• DATA ENTRIES:
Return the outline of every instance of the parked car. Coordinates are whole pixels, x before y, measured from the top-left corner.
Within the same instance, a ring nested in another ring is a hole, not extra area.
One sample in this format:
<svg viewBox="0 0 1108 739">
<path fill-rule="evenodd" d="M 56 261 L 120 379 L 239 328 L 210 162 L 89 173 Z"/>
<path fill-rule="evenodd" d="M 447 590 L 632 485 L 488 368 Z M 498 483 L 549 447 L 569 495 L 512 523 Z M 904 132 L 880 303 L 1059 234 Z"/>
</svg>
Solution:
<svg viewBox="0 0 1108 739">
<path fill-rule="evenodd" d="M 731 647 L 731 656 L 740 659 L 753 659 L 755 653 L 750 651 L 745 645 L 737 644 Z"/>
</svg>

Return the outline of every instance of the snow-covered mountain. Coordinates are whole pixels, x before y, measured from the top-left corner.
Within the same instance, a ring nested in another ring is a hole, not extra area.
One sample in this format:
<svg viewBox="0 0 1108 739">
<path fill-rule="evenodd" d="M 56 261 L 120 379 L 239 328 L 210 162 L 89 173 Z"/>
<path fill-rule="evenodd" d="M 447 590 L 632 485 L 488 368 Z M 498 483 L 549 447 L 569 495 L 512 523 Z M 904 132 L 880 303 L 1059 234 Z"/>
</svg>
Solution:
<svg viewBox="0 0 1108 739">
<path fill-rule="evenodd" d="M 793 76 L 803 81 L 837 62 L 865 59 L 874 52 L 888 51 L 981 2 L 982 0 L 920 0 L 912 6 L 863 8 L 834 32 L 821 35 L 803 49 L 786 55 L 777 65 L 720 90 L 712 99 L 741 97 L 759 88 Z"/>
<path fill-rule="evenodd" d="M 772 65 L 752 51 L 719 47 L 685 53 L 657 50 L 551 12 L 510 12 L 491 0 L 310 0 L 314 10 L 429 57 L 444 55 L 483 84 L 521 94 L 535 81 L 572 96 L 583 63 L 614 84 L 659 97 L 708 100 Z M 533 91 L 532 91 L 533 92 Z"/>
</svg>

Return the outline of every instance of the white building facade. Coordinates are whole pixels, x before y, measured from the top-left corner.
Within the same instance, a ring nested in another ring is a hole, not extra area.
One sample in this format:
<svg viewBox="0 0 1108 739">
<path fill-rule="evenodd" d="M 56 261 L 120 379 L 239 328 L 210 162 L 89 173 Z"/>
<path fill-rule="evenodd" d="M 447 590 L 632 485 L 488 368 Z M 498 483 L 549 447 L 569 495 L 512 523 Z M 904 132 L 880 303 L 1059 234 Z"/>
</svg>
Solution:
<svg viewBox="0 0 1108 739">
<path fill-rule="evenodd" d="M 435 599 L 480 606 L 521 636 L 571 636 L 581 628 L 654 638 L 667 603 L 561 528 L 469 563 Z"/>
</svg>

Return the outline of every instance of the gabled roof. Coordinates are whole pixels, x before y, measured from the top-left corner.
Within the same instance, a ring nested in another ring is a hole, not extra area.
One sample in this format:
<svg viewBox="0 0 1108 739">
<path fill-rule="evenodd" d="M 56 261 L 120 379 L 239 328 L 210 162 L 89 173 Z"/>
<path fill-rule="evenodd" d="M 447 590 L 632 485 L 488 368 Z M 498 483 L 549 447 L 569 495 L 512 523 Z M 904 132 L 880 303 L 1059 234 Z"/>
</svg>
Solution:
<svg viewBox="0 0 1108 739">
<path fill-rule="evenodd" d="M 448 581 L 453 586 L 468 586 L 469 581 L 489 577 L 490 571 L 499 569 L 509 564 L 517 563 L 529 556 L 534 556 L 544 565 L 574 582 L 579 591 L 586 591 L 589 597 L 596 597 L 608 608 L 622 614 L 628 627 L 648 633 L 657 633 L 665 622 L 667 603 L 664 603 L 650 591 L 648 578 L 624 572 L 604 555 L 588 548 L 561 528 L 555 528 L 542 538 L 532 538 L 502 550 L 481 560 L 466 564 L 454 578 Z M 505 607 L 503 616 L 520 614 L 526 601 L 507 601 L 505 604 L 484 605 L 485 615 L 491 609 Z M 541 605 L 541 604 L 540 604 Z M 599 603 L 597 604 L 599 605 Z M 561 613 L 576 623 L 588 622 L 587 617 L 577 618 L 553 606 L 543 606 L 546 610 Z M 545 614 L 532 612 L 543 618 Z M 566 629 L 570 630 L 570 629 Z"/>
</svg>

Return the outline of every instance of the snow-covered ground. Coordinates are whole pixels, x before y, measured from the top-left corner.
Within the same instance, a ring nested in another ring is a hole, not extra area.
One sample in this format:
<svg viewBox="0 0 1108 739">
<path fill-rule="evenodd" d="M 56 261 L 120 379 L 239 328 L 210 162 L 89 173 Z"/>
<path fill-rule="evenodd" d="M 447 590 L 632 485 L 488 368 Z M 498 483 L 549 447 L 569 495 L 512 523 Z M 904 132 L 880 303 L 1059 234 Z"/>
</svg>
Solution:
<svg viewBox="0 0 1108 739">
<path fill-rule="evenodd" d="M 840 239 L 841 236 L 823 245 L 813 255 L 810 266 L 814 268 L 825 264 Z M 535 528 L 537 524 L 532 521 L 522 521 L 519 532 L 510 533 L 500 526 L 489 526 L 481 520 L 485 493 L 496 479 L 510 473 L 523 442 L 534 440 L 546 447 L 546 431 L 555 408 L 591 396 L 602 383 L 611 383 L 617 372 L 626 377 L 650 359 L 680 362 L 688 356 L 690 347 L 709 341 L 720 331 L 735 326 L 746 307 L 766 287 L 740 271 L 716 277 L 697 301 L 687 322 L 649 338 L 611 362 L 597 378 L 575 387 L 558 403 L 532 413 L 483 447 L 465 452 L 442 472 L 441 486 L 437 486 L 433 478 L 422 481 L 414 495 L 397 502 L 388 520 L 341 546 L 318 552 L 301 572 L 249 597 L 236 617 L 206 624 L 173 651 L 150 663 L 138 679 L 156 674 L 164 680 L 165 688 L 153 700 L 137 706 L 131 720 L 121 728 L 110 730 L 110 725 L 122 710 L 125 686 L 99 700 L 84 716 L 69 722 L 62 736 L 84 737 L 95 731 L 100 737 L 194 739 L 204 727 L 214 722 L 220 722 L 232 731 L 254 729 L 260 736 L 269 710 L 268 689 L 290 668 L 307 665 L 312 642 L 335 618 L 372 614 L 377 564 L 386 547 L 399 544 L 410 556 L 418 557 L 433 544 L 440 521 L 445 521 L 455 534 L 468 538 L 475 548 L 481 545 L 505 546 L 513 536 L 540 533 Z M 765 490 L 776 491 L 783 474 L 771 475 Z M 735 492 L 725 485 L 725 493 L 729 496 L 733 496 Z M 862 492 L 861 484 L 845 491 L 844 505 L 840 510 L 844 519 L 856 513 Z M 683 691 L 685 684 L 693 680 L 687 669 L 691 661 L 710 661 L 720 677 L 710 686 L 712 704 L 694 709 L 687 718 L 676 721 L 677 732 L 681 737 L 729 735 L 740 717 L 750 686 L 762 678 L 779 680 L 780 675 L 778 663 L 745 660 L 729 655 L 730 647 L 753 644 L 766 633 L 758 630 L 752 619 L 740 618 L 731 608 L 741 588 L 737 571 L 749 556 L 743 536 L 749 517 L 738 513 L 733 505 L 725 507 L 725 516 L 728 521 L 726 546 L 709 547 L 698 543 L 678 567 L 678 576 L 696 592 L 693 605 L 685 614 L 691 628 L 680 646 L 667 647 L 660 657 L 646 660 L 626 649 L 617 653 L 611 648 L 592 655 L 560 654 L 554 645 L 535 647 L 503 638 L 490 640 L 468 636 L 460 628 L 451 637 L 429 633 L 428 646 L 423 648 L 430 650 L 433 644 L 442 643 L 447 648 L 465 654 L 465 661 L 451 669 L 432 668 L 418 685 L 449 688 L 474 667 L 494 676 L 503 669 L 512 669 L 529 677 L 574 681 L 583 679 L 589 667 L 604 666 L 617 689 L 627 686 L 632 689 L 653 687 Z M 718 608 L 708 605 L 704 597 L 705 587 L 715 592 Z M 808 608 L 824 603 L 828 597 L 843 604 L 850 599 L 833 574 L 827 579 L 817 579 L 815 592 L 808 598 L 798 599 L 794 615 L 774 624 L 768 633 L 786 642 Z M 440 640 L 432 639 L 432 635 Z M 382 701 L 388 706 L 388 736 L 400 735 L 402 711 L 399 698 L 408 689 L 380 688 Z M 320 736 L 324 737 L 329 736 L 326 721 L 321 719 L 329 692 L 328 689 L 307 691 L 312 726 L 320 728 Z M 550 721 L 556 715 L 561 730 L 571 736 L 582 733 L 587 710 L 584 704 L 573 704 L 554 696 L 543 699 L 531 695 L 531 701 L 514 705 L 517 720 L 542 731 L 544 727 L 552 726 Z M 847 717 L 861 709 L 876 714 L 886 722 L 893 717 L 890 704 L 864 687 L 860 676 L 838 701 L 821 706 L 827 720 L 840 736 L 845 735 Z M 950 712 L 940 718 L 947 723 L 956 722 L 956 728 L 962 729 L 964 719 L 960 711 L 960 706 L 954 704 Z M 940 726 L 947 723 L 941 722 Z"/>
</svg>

• GIVEN PROBLEM:
Pick out and copy every line of the records above that contains the string "covered". Case counts.

• CORRECT RESULT:
Return the outline of every instance of the snow-covered mountain. Coordinates are whole pixels, x before y, measured from the top-left corner.
Return the outline of every instance of the snow-covered ground. Coordinates are whole pixels, x before y, measured from the top-left corner.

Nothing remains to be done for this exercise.